* _Exercise_: Swap "pilaster" for "column" in everything from the line containing "Give the segmentation of every instance of the white" down to the end of the records, leaving all else unchanged, and give back only those lines.

* _Dataset excerpts_:
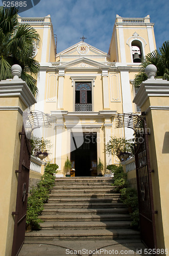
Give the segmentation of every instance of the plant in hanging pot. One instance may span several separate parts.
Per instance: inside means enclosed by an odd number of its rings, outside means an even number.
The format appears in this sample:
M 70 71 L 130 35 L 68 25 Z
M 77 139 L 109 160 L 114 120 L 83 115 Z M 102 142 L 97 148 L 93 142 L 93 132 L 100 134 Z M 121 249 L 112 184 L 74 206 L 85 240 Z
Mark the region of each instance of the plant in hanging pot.
M 45 157 L 47 157 L 49 155 L 48 153 L 46 151 L 39 151 L 36 153 L 35 156 L 40 158 L 40 160 L 42 160 Z
M 111 137 L 106 145 L 106 154 L 115 155 L 122 162 L 134 155 L 134 143 L 132 139 Z
M 44 139 L 43 137 L 40 138 L 33 137 L 31 139 L 31 155 L 35 157 L 38 157 L 41 160 L 49 156 L 49 154 L 47 151 L 52 147 L 51 141 Z
M 98 176 L 103 177 L 103 175 L 104 174 L 103 173 L 103 171 L 104 170 L 104 165 L 103 162 L 101 160 L 101 159 L 100 158 L 99 158 L 99 163 L 97 167 L 98 167 Z
M 64 163 L 64 168 L 66 172 L 66 177 L 70 177 L 70 168 L 71 167 L 71 163 L 69 159 L 67 157 L 67 159 Z

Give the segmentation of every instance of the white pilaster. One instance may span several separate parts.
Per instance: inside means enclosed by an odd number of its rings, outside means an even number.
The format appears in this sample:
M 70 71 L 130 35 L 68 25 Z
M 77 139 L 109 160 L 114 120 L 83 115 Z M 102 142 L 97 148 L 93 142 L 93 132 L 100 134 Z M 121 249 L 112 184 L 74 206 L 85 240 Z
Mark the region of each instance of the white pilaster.
M 59 166 L 59 170 L 61 170 L 62 131 L 64 124 L 56 124 L 56 163 Z
M 121 56 L 121 62 L 126 62 L 125 45 L 123 25 L 118 25 L 119 41 Z
M 152 52 L 156 49 L 153 40 L 153 28 L 151 26 L 147 26 L 147 32 L 148 34 L 150 52 Z
M 108 69 L 102 68 L 103 87 L 103 108 L 109 109 L 109 93 Z
M 46 57 L 47 54 L 47 43 L 48 43 L 48 35 L 50 31 L 50 27 L 49 25 L 45 25 L 43 27 L 43 35 L 42 41 L 42 55 L 41 58 L 41 62 L 45 62 L 46 61 Z
M 58 73 L 58 109 L 63 108 L 63 86 L 64 77 L 65 76 L 64 67 L 59 70 Z
M 132 113 L 132 103 L 131 95 L 129 70 L 131 67 L 119 67 L 120 71 L 122 93 L 123 99 L 123 113 Z M 125 137 L 131 139 L 133 137 L 133 131 L 125 127 Z
M 103 126 L 105 129 L 105 145 L 108 142 L 108 141 L 111 139 L 111 131 L 112 129 L 112 124 L 103 124 Z M 112 156 L 109 156 L 107 154 L 106 154 L 106 166 L 108 164 L 112 164 Z

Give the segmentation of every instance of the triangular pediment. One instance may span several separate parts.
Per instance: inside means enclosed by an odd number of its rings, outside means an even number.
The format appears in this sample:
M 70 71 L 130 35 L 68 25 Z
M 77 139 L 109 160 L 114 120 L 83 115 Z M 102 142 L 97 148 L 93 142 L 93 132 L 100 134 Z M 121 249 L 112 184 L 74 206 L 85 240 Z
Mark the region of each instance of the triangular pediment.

* _Finished task_:
Give the segmentation of every instance of the white column. One instance may span several separate parts.
Per instance: inside means enclosed by an odd number of its rings, outside means an even number.
The format appears in this sample:
M 70 71 L 130 35 L 68 25 Z
M 77 139 L 109 160 L 114 120 L 83 115 Z M 102 142 L 97 148 L 93 142 L 93 132 L 100 134 Z M 121 249 L 112 184 L 74 206 L 85 240 Z
Mark the region of each instance of the white column.
M 59 166 L 59 170 L 61 170 L 62 131 L 64 124 L 56 124 L 56 163 Z
M 121 56 L 121 62 L 126 62 L 125 45 L 123 25 L 118 25 L 119 41 Z
M 152 52 L 156 49 L 153 40 L 153 28 L 151 26 L 147 26 L 147 32 L 148 34 L 150 52 Z
M 108 69 L 102 68 L 103 87 L 103 108 L 109 109 L 109 93 Z
M 46 57 L 47 54 L 47 43 L 48 43 L 48 35 L 50 31 L 50 27 L 49 25 L 45 25 L 43 27 L 43 35 L 42 41 L 42 55 L 41 58 L 41 62 L 45 62 L 46 61 Z
M 58 73 L 58 109 L 63 108 L 63 86 L 64 77 L 65 76 L 64 67 L 59 70 Z
M 132 113 L 132 103 L 131 95 L 129 70 L 131 67 L 119 67 L 120 71 L 122 93 L 123 99 L 123 113 Z M 125 137 L 131 139 L 133 137 L 133 131 L 125 127 Z
M 103 126 L 105 129 L 105 145 L 108 142 L 108 141 L 111 139 L 111 131 L 112 129 L 112 124 L 103 124 Z M 112 156 L 109 156 L 107 154 L 106 154 L 106 166 L 108 164 L 112 164 Z

Give the segmentation of every instance of the triangular pediment. One instance may span several separate parts.
Per instance: inside means enclosed by an odd number of its rings, outside means an even number.
The format appears in this sample:
M 70 71 L 130 35 L 68 25 Z
M 77 139 L 109 160 L 114 120 L 83 115 Z M 102 142 L 97 148 L 93 142 L 93 132 L 100 134 Z M 121 249 L 112 184 L 74 206 L 85 240 Z
Mark the region of each instance of the triangular pediment.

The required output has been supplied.